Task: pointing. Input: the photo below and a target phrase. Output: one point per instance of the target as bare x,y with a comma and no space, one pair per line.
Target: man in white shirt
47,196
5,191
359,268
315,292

[Aim of the task]:
Reproduce the rows above, substituting "dark jacket" for "white shirt" and leaving every other character unchanged.

[Answer to the exercise]:
Task: pointing. Input: the photo below and a target phrase. Output: one point per instance of the target as bare x,y with a comma and no space, one pair per line.
Target: man in dark jacket
47,196
5,191
359,268
315,292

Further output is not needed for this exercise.